====== Exercise passage
Learning to read and write forms cerebral connections that do not
exist in an oral context. The first building blocks will influence
what comes later. And when the blocks are the same for all, mass
education and its mass media relays generate totalitarian uniformity.
It occurred in Europe, where men went willingly to war in droves.
Each army believing it was the best and only, having read it at
school and in the press. The Chines Red Guards had their primary Red
Book, and now a great swath of people from Africa to Asia has a
primary Koran. And the first reaction to mass literacy seems to be
the violence of certainty. It has been shown that marching together
boosts assurance and aggressiveness. Thinking together seems to
produce the same effects, and the two are easily combined.
============
====== Data shown
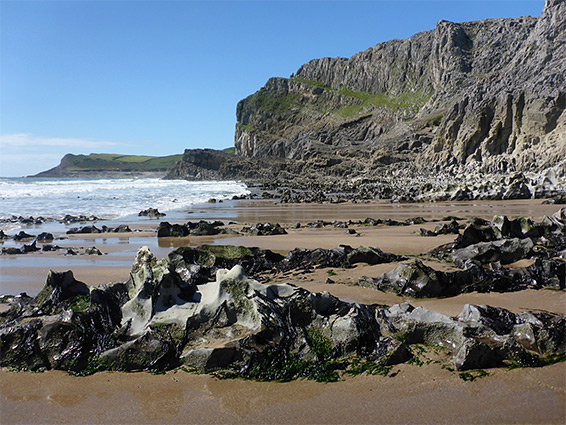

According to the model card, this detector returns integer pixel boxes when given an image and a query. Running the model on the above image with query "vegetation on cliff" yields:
[35,153,183,177]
============
Tasks to complete:
1. State the main points of the passage on mass literacy in two sentences.
2. Reproduce the stretch of the passage on mass literacy from "Learning to read" through "war in droves.".

Responses by task:
1. Learning to read and write forms brain connections that do not exist in an oral context, and when the first building blocks are the same for all, mass education and mass media generate totalitarian uniformity, as in Europe, where men went willingly to war, and with the Red Guards' Red Book and a primary Koran from Africa to Asia. The first reaction to mass literacy seems to be the violence of certainty, and thinking together, like marching together, seems to boost assurance and aggressiveness.

2.
Learning to read and write forms cerebral connections that do not
exist in an oral context. The first building blocks will influence
what comes later. And when the blocks are the same for all, mass
education and its mass media relays generate totalitarian uniformity.
It occurred in Europe, where men went willingly to war in droves.